(Saved data entries)

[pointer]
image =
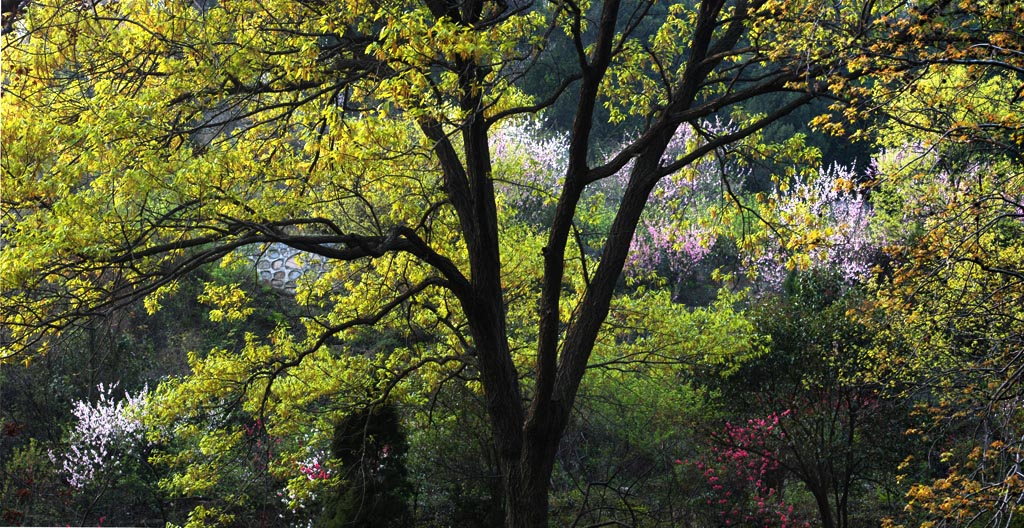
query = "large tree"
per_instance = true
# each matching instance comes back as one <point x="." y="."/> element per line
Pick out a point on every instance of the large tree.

Given problem: Turn every line of the rows above into a numbered list, skipping any blank lines. Omit the pictures.

The solution:
1. [pointer]
2. image =
3. query = "large tree"
4. per_instance = true
5. # each matching instance comes back as one <point x="." y="."/> element per line
6. Pick out a point on every instance of the large tree.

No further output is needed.